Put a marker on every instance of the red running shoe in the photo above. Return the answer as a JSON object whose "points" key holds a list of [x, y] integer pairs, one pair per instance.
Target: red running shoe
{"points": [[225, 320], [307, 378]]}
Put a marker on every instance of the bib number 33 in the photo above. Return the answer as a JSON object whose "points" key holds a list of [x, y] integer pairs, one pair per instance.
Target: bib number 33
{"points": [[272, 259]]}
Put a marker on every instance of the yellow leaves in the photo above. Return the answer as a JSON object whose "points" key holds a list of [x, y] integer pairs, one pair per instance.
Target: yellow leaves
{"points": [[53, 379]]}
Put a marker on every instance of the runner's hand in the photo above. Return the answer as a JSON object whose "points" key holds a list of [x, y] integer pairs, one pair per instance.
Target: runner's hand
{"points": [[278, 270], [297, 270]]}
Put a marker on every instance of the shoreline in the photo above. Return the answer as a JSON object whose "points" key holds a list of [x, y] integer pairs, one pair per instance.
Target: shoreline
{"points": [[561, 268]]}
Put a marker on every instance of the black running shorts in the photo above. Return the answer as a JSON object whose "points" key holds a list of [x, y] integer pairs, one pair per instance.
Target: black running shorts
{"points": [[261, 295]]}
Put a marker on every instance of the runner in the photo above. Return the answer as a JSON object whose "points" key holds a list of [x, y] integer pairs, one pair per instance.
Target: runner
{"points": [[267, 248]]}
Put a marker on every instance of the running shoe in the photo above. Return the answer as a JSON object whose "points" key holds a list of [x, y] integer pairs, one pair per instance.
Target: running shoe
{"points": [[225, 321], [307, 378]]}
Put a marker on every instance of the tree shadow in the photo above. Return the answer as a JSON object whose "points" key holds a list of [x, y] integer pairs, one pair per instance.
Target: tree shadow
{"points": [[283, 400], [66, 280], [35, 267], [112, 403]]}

■ ■ ■

Rewrite the lines from the one containing "Put a marker on every instance of the shoreline" through the last line of the items as a numbered list, omitting any blank lines.

1. Put a marker on every instance of the shoreline in the photo above. Return the answer as a JSON object whose "points" key holds a list of [x, y] integer pairs, one pair per instance.
2. Target: shoreline
3. {"points": [[561, 268]]}
4. Put a marker on every instance of the black running shorts in the photo above. Return the answer as a JSON object whose "points" key holds a list of [x, y] integer pairs, one pair per instance.
5. Target: black running shorts
6. {"points": [[261, 295]]}
7. Put a marker on every instance of the runner in the photo above. Return the answer as a JSON object whose "points" key holds a list of [x, y] integer pairs, one pair per instance.
8. Target: runner
9. {"points": [[267, 248]]}
10. Put a marker on every instance of the running shoe in the photo above. Return the answer as a JSON object whose "points" key holds a list of [x, y] integer pairs, one pair per instance.
11. Target: running shoe
12. {"points": [[225, 321], [307, 378]]}
13. Put a marker on every instance of the tree shadow in the photo above. Return the answer as a JSON object whose "points" key holds a list of [x, y] integer pairs, one pair per instance.
14. Target: tree shadow
15. {"points": [[283, 400], [66, 280], [35, 267], [112, 403]]}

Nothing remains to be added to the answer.